• [Text under study]
More Tips on How to Evaluate “New Study” Research

By AltMed1-Peggy  

 

Yesterday, we looked at how to evaluate “new study” research and we focused on the gold standard type of study, the placebo-controlled, double-blind, randomized multi-center trial.

The randomized controlled trial, or RCT for short, works well when the goal of the study is to find out how a new drug or new treatment stacks up when it is compared to a placebo or to an existing drug or treatment (i.e., something that is already being used to treat the same condition the new item is designed to treat).

But RCT is not the only type of study. Other types may be used at different stages of research to achieve different goals.

The starting point is an idea or finding in basic research.

Suppose, for example, there is a scientist somewhere whose lab work involves enzymes and one day he is thinking about how lactose enzyme replacement products make it possible for people who are lactose intolerant to eat cheese without suffering the bloating, gas, cramps, nausea, and diarrhea symptoms lactose intolerance can cause. And that makes him think of the guest who was sober when he arrived at the office holiday party but appeared drunk after just one beer…  Wouldn’t it be great if people like that guest whose bodies don’t metabolize alcohol normally could take an enzyme replacement like the lactose intolerant person can, the imaginary scientist thinks… If we could identify an enzyme that is different in the alcohol-challenged person’s body compared to a normal body, maybe that could lead to treatment for alcohol overdose or alcoholism…So our imaginary scientist thinks about which enzyme should be targeted for study and figures out a plan of action to test the idea by doing “test tube” research the lab.

His idea will go through several steps of research, first to see if it has enough merit to continue studying it, and then to see if it works, and then if it works – and how well it works – on real people.

There are seven primary types of study that begin with lab and animal studies and  move up through the seven levels of study that form the pyramid “hierarchy of evidence,” according to the Introduction to Evidence-Based Medicine website and similar resources.

  1. At the bottom of the pyramid are lab studies and animal research, the foundation on which other research is built.
  2. Case series and case reports come next, forming the sixth level.
  3. Level five is case control studies.
  4. The fourth level is cohort studies.
  5. On level five: randomized controlled trials.
  6. Next to the top is systematic review at level six.
  7. And the peak of the pyramid, or level seven, is meta-analysis.

Those levels are useful for scientists to understand and they’re helpful for us to know but often the key factors we need to consider when you and I look at medical studies to decide whether their findings apply to us or not are a little simpler.

Here are some of the keys I look for when I read about new studies:

  • Was it was the study done in the lab or on animals?  That level of research is interesting and is a fundamental step to build on but more research will be needed to find out whether it may apply to humans. Bottom line: It may be promising but it’s not something we can use now or soon.

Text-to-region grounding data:
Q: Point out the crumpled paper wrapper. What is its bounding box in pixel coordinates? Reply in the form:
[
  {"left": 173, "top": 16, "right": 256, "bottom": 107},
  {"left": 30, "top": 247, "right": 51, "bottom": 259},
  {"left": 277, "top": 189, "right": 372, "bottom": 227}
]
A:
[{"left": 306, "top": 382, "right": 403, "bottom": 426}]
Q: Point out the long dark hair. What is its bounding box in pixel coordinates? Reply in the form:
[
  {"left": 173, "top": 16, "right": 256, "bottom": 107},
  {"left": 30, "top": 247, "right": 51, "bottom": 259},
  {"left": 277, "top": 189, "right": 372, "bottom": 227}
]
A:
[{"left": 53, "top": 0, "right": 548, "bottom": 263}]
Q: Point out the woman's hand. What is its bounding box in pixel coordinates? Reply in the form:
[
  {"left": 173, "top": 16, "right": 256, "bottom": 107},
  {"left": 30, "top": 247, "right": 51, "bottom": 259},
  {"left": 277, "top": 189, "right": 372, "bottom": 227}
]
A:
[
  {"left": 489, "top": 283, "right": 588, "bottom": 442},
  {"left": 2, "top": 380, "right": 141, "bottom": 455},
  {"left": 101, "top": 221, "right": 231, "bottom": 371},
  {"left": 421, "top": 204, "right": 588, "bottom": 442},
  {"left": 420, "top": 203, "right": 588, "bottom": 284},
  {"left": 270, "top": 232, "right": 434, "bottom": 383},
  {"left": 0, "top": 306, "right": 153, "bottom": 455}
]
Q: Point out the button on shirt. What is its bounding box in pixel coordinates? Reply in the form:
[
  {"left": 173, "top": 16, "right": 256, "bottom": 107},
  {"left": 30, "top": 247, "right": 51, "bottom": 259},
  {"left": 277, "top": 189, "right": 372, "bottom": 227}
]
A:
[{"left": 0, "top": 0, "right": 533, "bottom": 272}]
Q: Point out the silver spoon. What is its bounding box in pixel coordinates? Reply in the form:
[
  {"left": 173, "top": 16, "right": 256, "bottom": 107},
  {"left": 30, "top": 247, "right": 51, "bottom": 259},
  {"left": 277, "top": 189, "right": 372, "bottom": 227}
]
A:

• [Assignment] Continue the article on evaluating "new study" research, starting right after its final sentence.

• [Answer section]
  • If the study was done on people, how similar are we to the groups who were tested? For example, a study of marathon runners and people aged 18 to 30 who run at least 20 miles each week will be applicable to others in the same age group whose exercise levels are comparable but not so applicable to arthritic seniors in their 70s who can barely manage to walk 7 miles a week.

  • How big was the study?  And did it last long enough to draw the conclusions the researchers are making now? The larger the number of people tested, the better. There can be good reasons for limiting the number of participants in a study and the information small studies provide can still be useful, but as a general rule, bigger is better.

  • Was the study done at or by a qualified facility, ideally one that has expertise in doing this type of study, such as a large medical school or university hospital? 

  • Was the study funded by a company that makes the product that was tested or did the researchers disclose any affiliations with such a company? The best answer would be ‘no.’

  • Did the researchers look at the right data? For example, some reports say studies testing certain herbal remedies were doomed to show the remedy failed because the researchers tested the wrong dose, the wrong form, or the wrong method of administering the remedy instead of testing it using the form, dose, and method recommended by herbal medicine experts.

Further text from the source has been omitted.